• Problem requirements: Gather every line of the records that contains the string "handle" and copy each one unchanged.

[Stored items from a collection]

__________

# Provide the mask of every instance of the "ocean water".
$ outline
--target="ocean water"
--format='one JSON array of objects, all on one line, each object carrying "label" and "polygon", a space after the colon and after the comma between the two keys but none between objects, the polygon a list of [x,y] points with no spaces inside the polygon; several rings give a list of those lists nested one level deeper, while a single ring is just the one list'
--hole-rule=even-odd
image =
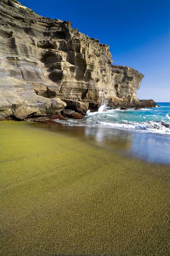
[{"label": "ocean water", "polygon": [[89,111],[81,120],[68,119],[59,122],[71,126],[104,127],[170,134],[170,102],[157,102],[157,105],[160,107],[122,110],[108,109],[103,104],[98,112]]}]

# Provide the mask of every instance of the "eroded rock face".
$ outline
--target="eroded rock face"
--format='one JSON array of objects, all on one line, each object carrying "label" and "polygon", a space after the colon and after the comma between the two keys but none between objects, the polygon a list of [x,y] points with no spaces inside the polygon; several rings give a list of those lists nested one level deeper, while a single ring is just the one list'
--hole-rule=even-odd
[{"label": "eroded rock face", "polygon": [[57,114],[66,104],[84,115],[104,100],[112,107],[138,101],[143,75],[111,65],[109,47],[70,22],[1,0],[0,26],[0,119]]}]

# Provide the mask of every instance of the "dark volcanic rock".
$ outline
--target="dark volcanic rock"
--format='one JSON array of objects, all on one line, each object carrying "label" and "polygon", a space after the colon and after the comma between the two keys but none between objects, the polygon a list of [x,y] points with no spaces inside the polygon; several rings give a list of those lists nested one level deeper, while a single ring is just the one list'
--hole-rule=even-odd
[{"label": "dark volcanic rock", "polygon": [[75,112],[74,110],[72,110],[71,109],[64,109],[62,110],[61,113],[64,116],[65,115],[69,115],[72,114],[73,113],[74,113]]},{"label": "dark volcanic rock", "polygon": [[51,120],[54,120],[55,119],[58,119],[58,115],[52,115],[49,117],[49,119]]},{"label": "dark volcanic rock", "polygon": [[156,105],[137,99],[143,75],[112,65],[108,45],[16,0],[1,1],[0,44],[0,120],[57,115],[65,107],[84,115],[103,101],[110,108]]}]

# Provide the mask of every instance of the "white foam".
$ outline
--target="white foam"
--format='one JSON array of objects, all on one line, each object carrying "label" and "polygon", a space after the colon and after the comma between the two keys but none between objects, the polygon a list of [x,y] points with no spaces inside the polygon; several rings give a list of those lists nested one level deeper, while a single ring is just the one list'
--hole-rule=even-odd
[{"label": "white foam", "polygon": [[105,112],[107,111],[107,108],[106,105],[105,104],[102,104],[98,110],[98,113],[103,113],[103,112]]},{"label": "white foam", "polygon": [[168,114],[166,114],[166,117],[168,119],[169,119],[170,120],[170,116],[169,116]]},{"label": "white foam", "polygon": [[162,134],[170,134],[170,129],[165,127],[161,123],[150,121],[149,122],[128,122],[124,120],[124,123],[115,122],[110,123],[101,121],[103,125],[112,127],[117,129],[125,129],[143,132],[151,132]]}]

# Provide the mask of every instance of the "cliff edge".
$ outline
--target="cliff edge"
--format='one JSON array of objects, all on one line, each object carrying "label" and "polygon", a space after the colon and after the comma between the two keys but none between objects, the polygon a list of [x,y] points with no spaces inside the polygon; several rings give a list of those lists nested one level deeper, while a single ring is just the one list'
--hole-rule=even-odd
[{"label": "cliff edge", "polygon": [[154,107],[136,97],[143,75],[112,65],[108,45],[70,21],[38,15],[15,0],[0,4],[0,119],[85,114],[111,108]]}]

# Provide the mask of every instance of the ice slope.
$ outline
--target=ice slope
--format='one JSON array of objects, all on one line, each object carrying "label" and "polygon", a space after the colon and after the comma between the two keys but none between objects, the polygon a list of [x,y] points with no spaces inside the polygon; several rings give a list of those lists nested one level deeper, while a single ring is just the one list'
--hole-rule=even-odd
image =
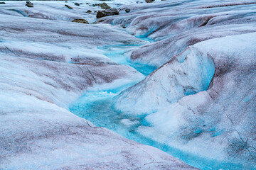
[{"label": "ice slope", "polygon": [[121,93],[114,106],[128,114],[148,114],[147,125],[137,129],[145,137],[201,157],[242,164],[238,169],[253,168],[255,38],[255,33],[246,33],[190,46]]},{"label": "ice slope", "polygon": [[[255,31],[255,1],[166,1],[122,7],[129,13],[105,18],[140,38],[157,41],[134,50],[131,59],[160,67],[189,45]],[[157,56],[157,57],[156,57]]]},{"label": "ice slope", "polygon": [[0,9],[1,169],[195,169],[68,110],[90,88],[144,79],[99,47],[144,41],[105,24],[9,13],[9,3],[24,5],[8,1]]}]

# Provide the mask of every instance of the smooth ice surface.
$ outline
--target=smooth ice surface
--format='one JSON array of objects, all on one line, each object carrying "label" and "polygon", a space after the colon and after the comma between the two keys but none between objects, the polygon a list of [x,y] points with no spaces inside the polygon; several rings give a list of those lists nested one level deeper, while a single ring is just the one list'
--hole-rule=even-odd
[{"label": "smooth ice surface", "polygon": [[0,169],[195,169],[68,110],[92,88],[144,78],[100,47],[147,43],[119,26],[72,23],[77,17],[94,22],[95,13],[85,11],[100,9],[74,2],[67,4],[73,10],[65,1],[1,4]]},{"label": "smooth ice surface", "polygon": [[255,169],[255,1],[105,2],[0,5],[0,169]]}]

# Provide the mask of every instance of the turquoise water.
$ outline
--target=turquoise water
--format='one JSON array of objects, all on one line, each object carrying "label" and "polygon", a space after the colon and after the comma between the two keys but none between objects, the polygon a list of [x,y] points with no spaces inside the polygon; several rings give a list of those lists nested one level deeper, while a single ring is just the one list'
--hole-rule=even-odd
[{"label": "turquoise water", "polygon": [[131,66],[144,75],[147,76],[157,68],[142,63],[134,62],[128,57],[129,50],[141,45],[109,45],[100,47],[98,49],[103,50],[104,55],[114,62]]},{"label": "turquoise water", "polygon": [[137,132],[137,128],[142,125],[150,125],[144,120],[144,117],[127,116],[116,111],[112,107],[113,97],[132,85],[119,86],[107,91],[87,91],[70,106],[70,110],[76,115],[90,120],[96,126],[106,128],[129,140],[159,148],[188,164],[201,169],[253,169],[250,167],[245,169],[238,164],[208,160],[142,136]]},{"label": "turquoise water", "polygon": [[[140,63],[133,63],[126,56],[126,53],[136,46],[138,45],[105,46],[99,47],[99,49],[103,50],[104,54],[113,61],[122,64],[129,65],[147,76],[156,68]],[[201,169],[253,169],[250,167],[245,168],[240,164],[218,162],[216,160],[208,160],[194,154],[192,155],[166,144],[156,142],[137,132],[137,129],[139,126],[150,126],[144,120],[144,117],[128,116],[123,113],[117,112],[112,107],[113,98],[135,83],[137,82],[105,91],[87,91],[82,96],[71,103],[70,110],[78,116],[90,120],[96,126],[106,128],[126,138],[157,147],[174,157]]]}]

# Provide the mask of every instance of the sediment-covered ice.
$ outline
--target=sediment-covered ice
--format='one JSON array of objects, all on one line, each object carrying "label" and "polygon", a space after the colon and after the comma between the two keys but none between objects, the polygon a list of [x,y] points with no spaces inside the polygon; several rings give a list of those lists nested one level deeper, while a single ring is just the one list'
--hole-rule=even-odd
[{"label": "sediment-covered ice", "polygon": [[203,169],[255,169],[255,1],[107,1],[119,15],[100,19],[102,1],[33,3],[1,4],[0,169],[194,169],[73,114],[85,93],[110,98],[92,110],[133,140]]},{"label": "sediment-covered ice", "polygon": [[201,157],[253,165],[255,38],[247,33],[190,46],[121,93],[114,106],[149,115],[150,127],[137,130],[146,137]]},{"label": "sediment-covered ice", "polygon": [[114,26],[71,23],[80,11],[58,8],[64,1],[33,3],[0,9],[0,169],[194,169],[68,110],[90,88],[144,78],[101,47],[147,42]]}]

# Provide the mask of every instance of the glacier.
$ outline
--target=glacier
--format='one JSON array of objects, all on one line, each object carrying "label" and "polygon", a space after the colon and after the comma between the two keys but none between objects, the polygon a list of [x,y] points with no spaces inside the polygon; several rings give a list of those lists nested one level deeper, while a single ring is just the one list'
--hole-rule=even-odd
[{"label": "glacier", "polygon": [[256,169],[255,1],[31,2],[0,4],[0,169]]}]

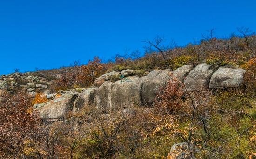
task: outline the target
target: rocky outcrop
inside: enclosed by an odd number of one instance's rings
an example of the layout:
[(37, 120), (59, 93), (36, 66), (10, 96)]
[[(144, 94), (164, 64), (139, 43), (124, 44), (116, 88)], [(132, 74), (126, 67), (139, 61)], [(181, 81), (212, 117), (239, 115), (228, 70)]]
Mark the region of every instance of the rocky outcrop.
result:
[(113, 82), (108, 81), (99, 87), (95, 93), (94, 104), (99, 108), (112, 108), (111, 89)]
[(144, 104), (152, 104), (160, 89), (164, 87), (170, 79), (171, 73), (169, 69), (156, 70), (143, 77), (144, 83), (141, 88), (141, 97)]
[(41, 118), (62, 118), (69, 111), (72, 110), (78, 94), (77, 92), (60, 92), (54, 100), (34, 107), (37, 107), (36, 110)]
[(217, 69), (215, 65), (202, 63), (195, 67), (186, 77), (184, 83), (188, 91), (208, 89), (212, 75)]
[(47, 80), (39, 75), (40, 73), (27, 72), (1, 76), (0, 89), (12, 92), (22, 88), (26, 89), (31, 95), (34, 96), (36, 92), (43, 92), (47, 89), (52, 84), (52, 79), (54, 78), (52, 76), (49, 77), (51, 80)]
[[(46, 94), (47, 99), (53, 99), (34, 107), (42, 118), (51, 119), (63, 118), (69, 111), (79, 111), (89, 104), (102, 112), (108, 109), (127, 109), (133, 105), (150, 106), (161, 89), (172, 78), (184, 80), (188, 91), (200, 91), (209, 87), (238, 86), (242, 82), (245, 71), (239, 68), (221, 67), (215, 72), (217, 69), (215, 65), (205, 63), (193, 67), (185, 65), (173, 72), (169, 69), (153, 70), (142, 77), (131, 76), (134, 74), (131, 70), (112, 71), (97, 79), (96, 83), (103, 83), (98, 88), (72, 89), (72, 91), (59, 91), (57, 95), (45, 91), (44, 95)], [(115, 77), (118, 77), (115, 82)], [(31, 76), (28, 78), (36, 79)]]
[(182, 66), (173, 71), (172, 76), (183, 82), (185, 78), (193, 69), (193, 65), (187, 65)]
[(209, 88), (238, 87), (243, 83), (244, 73), (242, 69), (221, 67), (212, 75)]
[(73, 111), (76, 112), (93, 103), (96, 88), (88, 88), (81, 92), (74, 101)]
[(121, 75), (122, 75), (124, 77), (126, 77), (129, 76), (133, 76), (135, 74), (135, 72), (133, 70), (130, 69), (127, 69), (122, 70), (121, 72)]
[(95, 87), (99, 87), (101, 86), (105, 81), (110, 80), (111, 78), (113, 77), (119, 76), (120, 75), (120, 72), (116, 71), (113, 71), (109, 73), (106, 73), (97, 78), (94, 82), (94, 85)]
[(189, 148), (189, 145), (186, 142), (180, 142), (174, 144), (172, 146), (169, 155), (171, 159), (195, 159), (190, 152), (196, 150), (196, 147), (193, 145), (190, 145), (190, 148)]

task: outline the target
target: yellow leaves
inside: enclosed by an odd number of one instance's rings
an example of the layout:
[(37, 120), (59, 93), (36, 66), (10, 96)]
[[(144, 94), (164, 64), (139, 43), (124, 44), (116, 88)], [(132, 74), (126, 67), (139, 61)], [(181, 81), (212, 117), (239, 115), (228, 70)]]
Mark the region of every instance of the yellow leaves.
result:
[(42, 93), (38, 93), (35, 95), (34, 99), (32, 101), (32, 105), (40, 104), (48, 102), (46, 96)]

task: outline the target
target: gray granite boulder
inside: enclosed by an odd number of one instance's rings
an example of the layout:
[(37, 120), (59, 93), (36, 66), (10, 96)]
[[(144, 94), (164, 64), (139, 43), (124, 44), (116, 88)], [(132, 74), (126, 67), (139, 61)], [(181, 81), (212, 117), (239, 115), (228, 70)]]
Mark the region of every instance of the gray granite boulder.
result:
[(169, 69), (156, 70), (143, 77), (141, 97), (143, 104), (149, 105), (153, 103), (160, 89), (170, 79), (171, 74)]
[(123, 70), (121, 72), (121, 75), (123, 76), (124, 77), (128, 77), (128, 76), (131, 76), (135, 74), (135, 72), (133, 70), (130, 69), (127, 69), (125, 70)]
[(179, 67), (173, 72), (172, 76), (183, 82), (185, 78), (193, 69), (193, 65), (186, 65)]
[(144, 78), (137, 76), (125, 78), (112, 84), (112, 107), (125, 108), (141, 103), (141, 91)]
[(53, 100), (43, 104), (36, 108), (41, 118), (57, 119), (65, 117), (67, 113), (72, 111), (74, 103), (78, 95), (76, 92), (60, 92)]
[(110, 80), (112, 77), (120, 76), (120, 72), (116, 71), (113, 71), (109, 73), (106, 73), (97, 78), (94, 83), (94, 86), (99, 87), (105, 81)]
[(210, 88), (234, 87), (242, 83), (245, 70), (239, 68), (221, 67), (212, 75)]
[(96, 88), (88, 88), (82, 91), (74, 101), (73, 111), (79, 111), (93, 102)]
[(98, 108), (112, 108), (111, 89), (113, 82), (108, 81), (104, 83), (96, 90), (94, 104)]
[(216, 65), (202, 63), (189, 72), (184, 81), (188, 91), (199, 91), (209, 88), (211, 76), (217, 69)]

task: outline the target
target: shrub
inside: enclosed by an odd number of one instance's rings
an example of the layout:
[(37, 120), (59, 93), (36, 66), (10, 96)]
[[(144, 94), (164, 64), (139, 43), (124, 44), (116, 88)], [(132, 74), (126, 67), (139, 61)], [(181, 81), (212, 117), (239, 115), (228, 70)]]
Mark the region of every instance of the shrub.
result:
[(26, 141), (36, 141), (40, 133), (39, 118), (30, 110), (31, 99), (19, 91), (15, 95), (0, 97), (0, 104), (1, 158), (27, 158)]
[(195, 60), (195, 58), (194, 57), (188, 55), (182, 55), (171, 60), (171, 67), (173, 70), (176, 70), (179, 67), (183, 66), (185, 65), (193, 64)]
[(168, 114), (173, 114), (180, 111), (183, 95), (181, 86), (182, 83), (178, 79), (170, 80), (156, 97), (155, 107), (165, 110)]
[(86, 65), (81, 66), (81, 72), (77, 76), (77, 84), (89, 87), (96, 78), (102, 75), (106, 70), (101, 60), (95, 57), (93, 60), (89, 60)]
[(42, 93), (37, 93), (35, 95), (34, 98), (32, 100), (32, 105), (35, 104), (41, 104), (48, 102), (45, 95)]

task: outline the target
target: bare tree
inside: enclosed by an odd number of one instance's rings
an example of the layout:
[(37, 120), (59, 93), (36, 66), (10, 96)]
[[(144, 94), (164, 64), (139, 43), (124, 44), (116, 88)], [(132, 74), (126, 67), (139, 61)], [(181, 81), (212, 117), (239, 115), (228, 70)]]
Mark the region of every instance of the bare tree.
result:
[(250, 45), (249, 37), (254, 34), (254, 33), (249, 28), (245, 28), (241, 27), (237, 28), (238, 32), (242, 34), (242, 36), (244, 38), (246, 45), (249, 46)]
[(165, 41), (165, 40), (163, 38), (157, 36), (152, 41), (146, 40), (143, 42), (149, 44), (150, 46), (153, 46), (156, 49), (160, 52), (164, 58), (166, 59), (166, 56), (165, 52), (166, 51), (166, 48), (163, 45), (162, 45), (162, 42), (164, 41)]

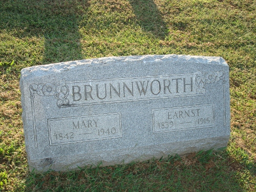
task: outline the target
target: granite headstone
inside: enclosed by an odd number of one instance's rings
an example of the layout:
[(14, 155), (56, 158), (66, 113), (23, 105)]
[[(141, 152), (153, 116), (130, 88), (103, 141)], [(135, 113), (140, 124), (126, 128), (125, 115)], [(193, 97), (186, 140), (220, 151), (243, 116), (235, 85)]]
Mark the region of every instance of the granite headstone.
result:
[(22, 70), (31, 170), (66, 171), (225, 147), (229, 68), (219, 57), (111, 57)]

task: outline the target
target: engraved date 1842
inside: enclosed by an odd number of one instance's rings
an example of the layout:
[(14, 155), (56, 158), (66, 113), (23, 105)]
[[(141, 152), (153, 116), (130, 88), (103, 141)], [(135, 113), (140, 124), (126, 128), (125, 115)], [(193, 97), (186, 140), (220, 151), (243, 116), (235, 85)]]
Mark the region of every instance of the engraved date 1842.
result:
[(64, 133), (54, 133), (53, 137), (54, 139), (56, 139), (56, 140), (73, 139), (74, 138), (74, 133), (73, 132)]

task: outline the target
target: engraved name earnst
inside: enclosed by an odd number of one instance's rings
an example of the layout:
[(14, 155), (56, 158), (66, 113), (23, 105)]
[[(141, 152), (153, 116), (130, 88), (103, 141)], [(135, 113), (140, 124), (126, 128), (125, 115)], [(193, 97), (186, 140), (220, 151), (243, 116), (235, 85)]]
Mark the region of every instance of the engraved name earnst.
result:
[(31, 84), (34, 94), (54, 96), (59, 107), (205, 94), (209, 83), (224, 81), (223, 71), (90, 81)]
[(152, 112), (155, 133), (210, 127), (215, 124), (214, 103), (157, 109)]

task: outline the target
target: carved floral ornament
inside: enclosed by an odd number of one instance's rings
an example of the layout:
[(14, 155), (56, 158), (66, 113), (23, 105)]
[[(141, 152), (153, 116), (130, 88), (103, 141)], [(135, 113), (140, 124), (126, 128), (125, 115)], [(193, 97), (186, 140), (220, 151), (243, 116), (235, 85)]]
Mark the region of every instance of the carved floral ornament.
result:
[(195, 81), (197, 85), (197, 93), (205, 94), (205, 87), (209, 83), (213, 83), (222, 80), (222, 83), (225, 82), (225, 72), (224, 71), (210, 71), (208, 72), (199, 72), (197, 73)]
[(31, 84), (29, 86), (30, 98), (33, 99), (35, 94), (40, 96), (54, 96), (57, 101), (57, 106), (60, 108), (62, 105), (69, 105), (69, 100), (67, 99), (69, 95), (69, 87), (64, 79), (59, 83), (47, 82), (46, 83)]

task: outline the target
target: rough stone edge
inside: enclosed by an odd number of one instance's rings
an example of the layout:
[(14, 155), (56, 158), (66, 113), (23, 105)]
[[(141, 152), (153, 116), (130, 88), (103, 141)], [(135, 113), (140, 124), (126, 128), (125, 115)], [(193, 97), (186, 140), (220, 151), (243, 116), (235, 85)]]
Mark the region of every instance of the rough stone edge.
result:
[[(36, 76), (45, 76), (54, 73), (60, 73), (68, 71), (77, 67), (83, 65), (108, 65), (111, 62), (142, 61), (145, 62), (154, 62), (172, 59), (173, 61), (194, 62), (210, 65), (220, 65), (228, 66), (225, 60), (221, 57), (194, 56), (185, 55), (146, 55), (139, 56), (128, 56), (120, 57), (108, 57), (98, 58), (83, 59), (72, 61), (62, 62), (56, 63), (36, 66), (24, 68), (21, 71), (22, 78), (33, 77), (36, 72)], [(22, 76), (20, 77), (22, 78)]]

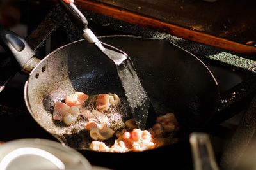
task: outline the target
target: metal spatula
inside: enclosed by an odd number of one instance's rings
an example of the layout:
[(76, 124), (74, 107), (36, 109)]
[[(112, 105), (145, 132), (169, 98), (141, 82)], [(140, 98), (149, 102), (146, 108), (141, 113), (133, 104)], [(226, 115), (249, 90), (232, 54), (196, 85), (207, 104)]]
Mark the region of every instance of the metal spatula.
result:
[[(123, 51), (109, 45), (100, 42), (92, 31), (88, 28), (85, 17), (73, 3), (72, 1), (58, 0), (72, 20), (83, 31), (83, 36), (89, 43), (94, 43), (98, 48), (114, 62), (117, 67), (119, 78), (127, 97), (131, 111), (138, 127), (145, 129), (148, 113), (155, 115), (146, 91), (142, 87), (132, 62)], [(150, 113), (148, 113), (150, 110)], [(154, 116), (150, 116), (154, 117)], [(148, 121), (152, 122), (152, 121)]]

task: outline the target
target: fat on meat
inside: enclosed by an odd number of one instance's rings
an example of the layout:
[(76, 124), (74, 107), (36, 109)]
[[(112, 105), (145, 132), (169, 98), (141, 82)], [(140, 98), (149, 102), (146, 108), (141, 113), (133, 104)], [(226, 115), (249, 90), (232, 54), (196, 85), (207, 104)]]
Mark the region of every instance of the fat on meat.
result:
[(81, 106), (87, 100), (89, 96), (83, 92), (76, 92), (66, 96), (65, 103), (69, 106)]
[(111, 105), (120, 103), (119, 97), (116, 94), (100, 94), (96, 101), (96, 109), (100, 111), (107, 110)]

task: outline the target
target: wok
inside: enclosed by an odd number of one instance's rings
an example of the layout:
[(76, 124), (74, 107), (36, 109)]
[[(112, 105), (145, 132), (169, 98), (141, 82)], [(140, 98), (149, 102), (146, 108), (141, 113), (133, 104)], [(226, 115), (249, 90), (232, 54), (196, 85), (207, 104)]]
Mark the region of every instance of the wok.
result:
[[(63, 99), (65, 96), (75, 91), (83, 92), (89, 96), (115, 92), (125, 103), (115, 65), (85, 39), (65, 45), (37, 63), (36, 60), (31, 61), (28, 59), (33, 54), (23, 51), (22, 48), (29, 48), (24, 40), (2, 27), (0, 31), (2, 44), (12, 52), (20, 66), (31, 67), (24, 87), (24, 100), (31, 116), (60, 142), (85, 153), (92, 164), (109, 166), (131, 161), (128, 157), (134, 160), (133, 162), (140, 162), (142, 158), (150, 159), (150, 153), (154, 155), (166, 153), (168, 151), (166, 148), (169, 148), (172, 153), (175, 153), (174, 157), (178, 158), (178, 153), (182, 153), (182, 150), (186, 148), (177, 150), (177, 146), (182, 145), (182, 141), (187, 142), (186, 139), (188, 139), (191, 132), (203, 128), (216, 111), (219, 97), (216, 81), (208, 68), (191, 53), (163, 39), (131, 36), (102, 37), (99, 38), (100, 41), (125, 51), (131, 57), (156, 113), (175, 114), (180, 126), (180, 142), (142, 152), (116, 153), (89, 151), (88, 146), (91, 141), (88, 132), (83, 130), (84, 124), (81, 122), (70, 127), (53, 121), (52, 106), (57, 101)], [(26, 56), (28, 53), (31, 56)], [(24, 64), (26, 62), (22, 57), (24, 56), (29, 64)], [(29, 71), (29, 69), (25, 69), (25, 72)], [(127, 109), (127, 117), (129, 117)], [(187, 146), (189, 150), (189, 144)], [(164, 159), (169, 161), (171, 159), (170, 155), (166, 158), (163, 155), (152, 157), (152, 161), (159, 159), (164, 161)]]

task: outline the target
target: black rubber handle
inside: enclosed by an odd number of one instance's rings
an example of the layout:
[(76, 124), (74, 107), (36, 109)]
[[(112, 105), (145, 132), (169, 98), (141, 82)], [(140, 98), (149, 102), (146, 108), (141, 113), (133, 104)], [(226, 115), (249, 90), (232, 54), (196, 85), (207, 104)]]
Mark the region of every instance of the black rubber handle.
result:
[(35, 55), (25, 40), (2, 25), (0, 25), (0, 44), (14, 57), (20, 69)]

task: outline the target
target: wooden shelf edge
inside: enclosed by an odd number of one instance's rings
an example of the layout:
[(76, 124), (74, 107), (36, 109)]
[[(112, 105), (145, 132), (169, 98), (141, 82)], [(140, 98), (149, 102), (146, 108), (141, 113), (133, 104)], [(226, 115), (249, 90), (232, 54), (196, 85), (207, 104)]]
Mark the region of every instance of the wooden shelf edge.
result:
[(133, 24), (168, 33), (179, 38), (239, 53), (256, 55), (256, 47), (254, 46), (193, 31), (94, 1), (76, 0), (76, 3), (83, 9), (91, 10)]

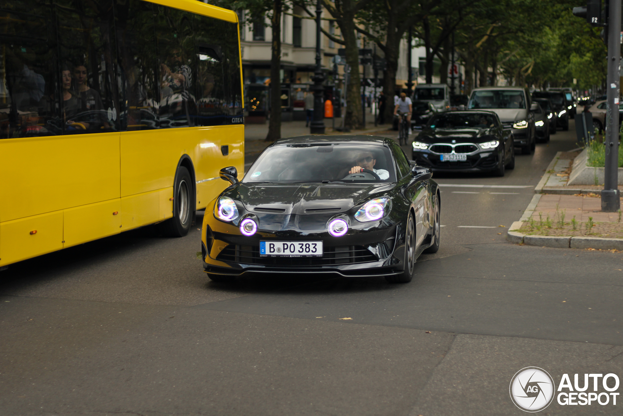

__________

• Response to this exercise:
target: black rubber handle
Mark the region of every instance of the black rubber handle.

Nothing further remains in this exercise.